**SET PROBLEM**
Output the items below as a numbered list, from the first line of the items through the line containing "point(194, 50)", inclusive, omitting blank lines.

**MATERIAL PROVIDED**
----------

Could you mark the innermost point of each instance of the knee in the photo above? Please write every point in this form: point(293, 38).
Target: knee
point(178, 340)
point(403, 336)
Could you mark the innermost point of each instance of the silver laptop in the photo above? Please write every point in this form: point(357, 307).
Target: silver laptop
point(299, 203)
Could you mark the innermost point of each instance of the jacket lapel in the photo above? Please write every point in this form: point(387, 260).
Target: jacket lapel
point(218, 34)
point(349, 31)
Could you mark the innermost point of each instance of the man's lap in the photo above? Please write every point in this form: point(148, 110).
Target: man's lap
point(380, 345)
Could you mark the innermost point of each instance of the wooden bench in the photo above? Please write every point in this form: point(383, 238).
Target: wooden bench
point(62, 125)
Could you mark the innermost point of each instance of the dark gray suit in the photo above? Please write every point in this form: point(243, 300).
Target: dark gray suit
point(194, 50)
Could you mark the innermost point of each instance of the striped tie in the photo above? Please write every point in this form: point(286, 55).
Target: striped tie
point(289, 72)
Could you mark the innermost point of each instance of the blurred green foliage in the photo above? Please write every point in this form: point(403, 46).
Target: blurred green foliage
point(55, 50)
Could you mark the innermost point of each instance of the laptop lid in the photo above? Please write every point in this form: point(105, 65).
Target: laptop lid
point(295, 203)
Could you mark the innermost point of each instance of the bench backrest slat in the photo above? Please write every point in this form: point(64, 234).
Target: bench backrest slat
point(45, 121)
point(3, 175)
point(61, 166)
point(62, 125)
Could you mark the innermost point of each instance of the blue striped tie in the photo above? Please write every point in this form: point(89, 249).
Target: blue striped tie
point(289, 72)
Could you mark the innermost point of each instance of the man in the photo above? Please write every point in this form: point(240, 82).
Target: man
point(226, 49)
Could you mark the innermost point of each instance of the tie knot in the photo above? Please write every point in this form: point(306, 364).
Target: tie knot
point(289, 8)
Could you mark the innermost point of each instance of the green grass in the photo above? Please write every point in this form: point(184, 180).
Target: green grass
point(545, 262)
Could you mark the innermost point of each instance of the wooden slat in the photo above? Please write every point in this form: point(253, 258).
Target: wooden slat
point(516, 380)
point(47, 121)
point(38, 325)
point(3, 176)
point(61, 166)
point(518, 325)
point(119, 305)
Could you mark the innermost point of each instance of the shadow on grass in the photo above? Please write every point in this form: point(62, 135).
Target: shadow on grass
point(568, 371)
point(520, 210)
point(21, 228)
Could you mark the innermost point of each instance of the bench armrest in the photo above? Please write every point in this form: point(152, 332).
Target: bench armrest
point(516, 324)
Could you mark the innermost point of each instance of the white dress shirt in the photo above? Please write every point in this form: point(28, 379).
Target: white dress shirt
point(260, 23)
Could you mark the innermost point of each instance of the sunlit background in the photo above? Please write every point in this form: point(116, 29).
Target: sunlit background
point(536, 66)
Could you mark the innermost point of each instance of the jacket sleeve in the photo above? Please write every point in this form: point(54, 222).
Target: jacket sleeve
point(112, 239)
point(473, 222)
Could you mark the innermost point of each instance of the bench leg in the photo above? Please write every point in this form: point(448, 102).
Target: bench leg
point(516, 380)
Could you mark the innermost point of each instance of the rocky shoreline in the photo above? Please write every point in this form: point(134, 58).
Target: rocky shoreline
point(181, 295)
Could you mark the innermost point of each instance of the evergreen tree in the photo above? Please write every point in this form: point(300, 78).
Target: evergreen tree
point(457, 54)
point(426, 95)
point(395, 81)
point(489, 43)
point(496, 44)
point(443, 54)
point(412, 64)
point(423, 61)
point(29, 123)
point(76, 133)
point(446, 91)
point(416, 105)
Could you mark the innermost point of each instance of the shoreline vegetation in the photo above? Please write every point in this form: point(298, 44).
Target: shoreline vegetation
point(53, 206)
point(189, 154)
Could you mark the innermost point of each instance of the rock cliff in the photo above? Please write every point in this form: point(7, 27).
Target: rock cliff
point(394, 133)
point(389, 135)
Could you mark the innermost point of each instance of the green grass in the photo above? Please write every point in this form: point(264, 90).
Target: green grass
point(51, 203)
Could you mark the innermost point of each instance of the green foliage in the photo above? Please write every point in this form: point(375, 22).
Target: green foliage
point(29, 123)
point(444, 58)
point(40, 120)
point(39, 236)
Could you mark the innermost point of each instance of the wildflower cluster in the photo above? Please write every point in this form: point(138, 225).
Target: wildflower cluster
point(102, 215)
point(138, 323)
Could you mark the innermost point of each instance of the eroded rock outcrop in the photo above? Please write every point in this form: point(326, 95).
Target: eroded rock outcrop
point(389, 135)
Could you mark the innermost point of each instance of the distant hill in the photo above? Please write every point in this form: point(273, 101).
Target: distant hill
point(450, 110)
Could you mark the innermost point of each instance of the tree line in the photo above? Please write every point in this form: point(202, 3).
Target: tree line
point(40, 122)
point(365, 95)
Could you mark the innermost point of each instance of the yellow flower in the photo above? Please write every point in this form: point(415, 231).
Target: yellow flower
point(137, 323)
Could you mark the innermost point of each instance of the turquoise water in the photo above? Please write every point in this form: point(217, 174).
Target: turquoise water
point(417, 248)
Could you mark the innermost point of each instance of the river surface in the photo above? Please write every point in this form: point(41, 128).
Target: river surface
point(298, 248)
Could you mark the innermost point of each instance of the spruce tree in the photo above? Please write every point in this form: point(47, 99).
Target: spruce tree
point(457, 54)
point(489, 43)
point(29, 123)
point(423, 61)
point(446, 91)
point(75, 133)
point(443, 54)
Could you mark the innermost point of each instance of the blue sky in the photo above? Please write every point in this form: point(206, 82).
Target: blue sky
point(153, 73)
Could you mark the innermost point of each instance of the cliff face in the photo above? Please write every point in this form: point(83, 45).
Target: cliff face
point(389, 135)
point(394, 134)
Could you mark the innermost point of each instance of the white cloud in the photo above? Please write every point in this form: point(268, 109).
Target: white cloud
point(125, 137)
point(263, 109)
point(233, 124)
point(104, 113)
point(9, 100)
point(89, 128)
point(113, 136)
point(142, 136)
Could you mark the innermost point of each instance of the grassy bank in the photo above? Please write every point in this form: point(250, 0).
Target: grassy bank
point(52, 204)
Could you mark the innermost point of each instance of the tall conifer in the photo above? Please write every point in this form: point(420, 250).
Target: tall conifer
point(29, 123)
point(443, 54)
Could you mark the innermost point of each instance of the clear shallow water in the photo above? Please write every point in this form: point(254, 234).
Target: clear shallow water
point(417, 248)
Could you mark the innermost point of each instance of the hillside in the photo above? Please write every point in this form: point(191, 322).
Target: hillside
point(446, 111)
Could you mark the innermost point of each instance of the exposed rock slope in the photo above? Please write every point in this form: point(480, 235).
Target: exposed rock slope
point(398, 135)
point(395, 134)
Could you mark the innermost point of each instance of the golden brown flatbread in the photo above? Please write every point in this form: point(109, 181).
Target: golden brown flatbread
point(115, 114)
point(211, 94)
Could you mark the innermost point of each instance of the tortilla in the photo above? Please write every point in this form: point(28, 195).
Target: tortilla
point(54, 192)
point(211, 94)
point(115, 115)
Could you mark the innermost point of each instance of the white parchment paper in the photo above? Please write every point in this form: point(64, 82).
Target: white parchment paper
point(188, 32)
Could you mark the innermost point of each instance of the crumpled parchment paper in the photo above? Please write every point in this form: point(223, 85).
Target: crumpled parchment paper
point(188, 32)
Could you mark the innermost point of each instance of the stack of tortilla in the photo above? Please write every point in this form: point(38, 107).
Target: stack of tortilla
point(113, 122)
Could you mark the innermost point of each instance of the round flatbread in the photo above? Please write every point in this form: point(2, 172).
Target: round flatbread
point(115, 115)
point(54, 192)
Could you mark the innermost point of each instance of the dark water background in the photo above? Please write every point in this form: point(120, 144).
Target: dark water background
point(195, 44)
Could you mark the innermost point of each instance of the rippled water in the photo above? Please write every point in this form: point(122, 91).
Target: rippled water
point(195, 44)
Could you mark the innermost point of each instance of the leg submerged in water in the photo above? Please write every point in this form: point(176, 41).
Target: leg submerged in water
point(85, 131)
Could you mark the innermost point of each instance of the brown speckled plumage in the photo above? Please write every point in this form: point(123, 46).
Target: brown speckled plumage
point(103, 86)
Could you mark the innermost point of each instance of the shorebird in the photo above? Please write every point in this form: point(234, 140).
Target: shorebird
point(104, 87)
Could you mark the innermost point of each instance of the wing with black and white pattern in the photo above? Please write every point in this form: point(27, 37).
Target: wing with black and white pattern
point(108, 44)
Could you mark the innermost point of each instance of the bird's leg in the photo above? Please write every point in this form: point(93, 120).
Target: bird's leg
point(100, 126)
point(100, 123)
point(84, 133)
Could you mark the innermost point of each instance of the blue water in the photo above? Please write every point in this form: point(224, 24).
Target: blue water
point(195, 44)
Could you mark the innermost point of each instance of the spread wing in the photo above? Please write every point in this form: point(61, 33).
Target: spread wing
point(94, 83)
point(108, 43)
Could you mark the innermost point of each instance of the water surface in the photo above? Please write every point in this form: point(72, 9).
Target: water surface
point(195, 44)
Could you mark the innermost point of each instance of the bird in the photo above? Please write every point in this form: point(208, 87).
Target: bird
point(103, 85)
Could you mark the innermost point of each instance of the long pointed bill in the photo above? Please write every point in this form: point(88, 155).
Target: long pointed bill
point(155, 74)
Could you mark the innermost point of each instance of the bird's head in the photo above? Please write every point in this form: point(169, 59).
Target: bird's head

----------

**OUTPUT OF THE EXERCISE**
1. Could you mark the innermost point of each instance of the knee in the photo above? Please write every point in this form: point(293, 38).
2. Target: knee
3. point(178, 340)
4. point(403, 336)
5. Could you mark the innermost point of each instance of the silver laptop in the photo above? Please write every point in this form: point(357, 307).
6. Target: silver laptop
7. point(299, 203)
8. Could you mark the innermost point of each instance of the jacket lapel in the photo above? Please write every point in this form: point(387, 260).
9. Target: jacket lapel
10. point(218, 34)
11. point(349, 31)
12. Could you mark the innermost point of each instance of the man's lap in the photo above? Please write every point in this form: point(148, 110).
13. Target: man's lap
14. point(380, 345)
15. Could you mark the innermost point of each instance of the wooden bench in the photo above? Please write every point in this form: point(383, 238).
16. Target: wooden bench
17. point(62, 125)
18. Could you mark the innermost point of each instance of the dark gray suit in the photo above? Please write every point in this form: point(243, 300).
19. Target: dark gray suit
20. point(194, 50)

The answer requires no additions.